[Position identification records]
------------------------------------------------------------------------

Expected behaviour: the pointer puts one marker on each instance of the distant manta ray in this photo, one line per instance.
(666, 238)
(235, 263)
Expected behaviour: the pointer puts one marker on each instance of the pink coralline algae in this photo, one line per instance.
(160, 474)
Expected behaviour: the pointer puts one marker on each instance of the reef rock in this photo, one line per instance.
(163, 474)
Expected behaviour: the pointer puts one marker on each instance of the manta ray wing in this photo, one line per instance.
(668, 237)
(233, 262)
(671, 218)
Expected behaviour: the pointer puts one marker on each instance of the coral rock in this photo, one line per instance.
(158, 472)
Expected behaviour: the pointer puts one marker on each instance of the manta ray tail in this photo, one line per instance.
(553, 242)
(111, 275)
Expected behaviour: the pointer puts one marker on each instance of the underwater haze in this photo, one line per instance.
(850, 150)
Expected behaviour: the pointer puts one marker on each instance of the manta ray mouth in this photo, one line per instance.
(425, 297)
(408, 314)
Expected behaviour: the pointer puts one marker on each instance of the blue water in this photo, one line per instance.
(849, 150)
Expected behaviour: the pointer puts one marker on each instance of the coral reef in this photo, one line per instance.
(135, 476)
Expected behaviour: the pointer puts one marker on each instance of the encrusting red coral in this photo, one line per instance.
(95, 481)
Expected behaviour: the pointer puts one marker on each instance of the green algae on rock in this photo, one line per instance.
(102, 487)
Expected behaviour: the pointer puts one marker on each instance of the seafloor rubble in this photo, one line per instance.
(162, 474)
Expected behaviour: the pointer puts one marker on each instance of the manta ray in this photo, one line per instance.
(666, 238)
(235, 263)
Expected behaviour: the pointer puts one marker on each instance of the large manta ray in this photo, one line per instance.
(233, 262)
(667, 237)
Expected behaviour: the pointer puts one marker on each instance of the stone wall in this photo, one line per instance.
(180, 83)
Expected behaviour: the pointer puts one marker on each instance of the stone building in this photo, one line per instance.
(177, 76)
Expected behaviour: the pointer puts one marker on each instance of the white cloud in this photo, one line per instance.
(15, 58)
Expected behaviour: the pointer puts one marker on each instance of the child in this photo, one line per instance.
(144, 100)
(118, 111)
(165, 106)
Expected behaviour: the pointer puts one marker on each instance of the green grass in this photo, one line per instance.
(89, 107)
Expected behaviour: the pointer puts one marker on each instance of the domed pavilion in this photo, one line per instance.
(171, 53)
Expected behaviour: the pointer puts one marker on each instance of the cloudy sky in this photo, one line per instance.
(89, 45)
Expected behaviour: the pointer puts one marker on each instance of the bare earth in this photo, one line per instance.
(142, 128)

------------------------------------------------------------------------

#### Work required
Write out all of the records above, copying every line word for word.

#### Completed task
Expected behaviour: the pointer puts one marker on each instance of the distant manta ray in this photo, one line per instance.
(666, 238)
(235, 263)
Expected behaviour: the pointer puts one marker on each instance of the pink coralline algae in this photo, one line per instance.
(160, 474)
Expected behaviour: the pointer puts one marker on each instance of the reef rock in this photo, one line per instance.
(163, 474)
Expected behaviour: the pointer puts one marker on each instance of the manta ray wing in this photo, one line per instance.
(668, 237)
(233, 262)
(671, 218)
Expected behaviour: the pointer puts one marker on each instance of the coral rock in this photo, one line per instance.
(158, 472)
Expected behaviour: the pointer puts one marker on each instance of the manta ray tail in this photo, one line per instance.
(553, 242)
(111, 275)
Expected behaviour: the pointer puts one marker on each instance of the underwater haze in this photo, one line per instance.
(850, 150)
Expected behaviour: the pointer puts one marker on each instance of the manta ray mouth in this photo, one line per instance.
(425, 297)
(408, 314)
Expected behaviour: the pointer puts one marker on each instance of the blue water in this photo, one line per instance.
(849, 150)
Expected behaviour: the pointer puts one marker on each instance of the coral reef in this photo, one line per instance.
(135, 476)
Expected behaviour: the pointer puts one marker on each instance of the encrusting red coral in this photo, one line per instance.
(95, 481)
Expected behaviour: the pointer puts one marker on each instance of the green algae on rock in this photo, one line per instance.
(102, 487)
Expected behaviour: the pointer puts one marker on each instance of the seafloor rubble in this photo, one line per instance.
(162, 474)
Expected behaviour: the pointer puts one marker on each instance of the manta ray in this photo, one line per instance.
(666, 238)
(235, 263)
Expected behaviour: the pointer puts one marker on each instance of the large manta ray in this photo, one line per instance.
(233, 262)
(667, 237)
Expected behaviour: the pointer puts one marker on each instance of the stone wall in this photo, one line per instance.
(180, 83)
Expected behaviour: the pointer puts one marker on each instance of the stone building in this photo, one line per instance.
(177, 76)
Expected behaviour: the pointer puts one marker on each instance of the white cloud in this photo, one line per instance.
(15, 58)
Expected behaviour: the pointer puts one marker on each instance of the child in this photo, one line per instance.
(144, 100)
(118, 111)
(165, 106)
Expected behaviour: the pointer puts one marker on each instance of the green grass in this photo, one line per instance.
(89, 107)
Expected behaviour: the pointer puts one marker on each instance of the domed pavilion in this photo, one line per instance.
(171, 53)
Expected behaviour: the pointer puts one marker on each instance of the cloudy sky in this photo, one line per instance.
(89, 45)
Expected behaviour: the pointer puts one marker on each instance of the bare earth in this photo, one line per instance.
(142, 128)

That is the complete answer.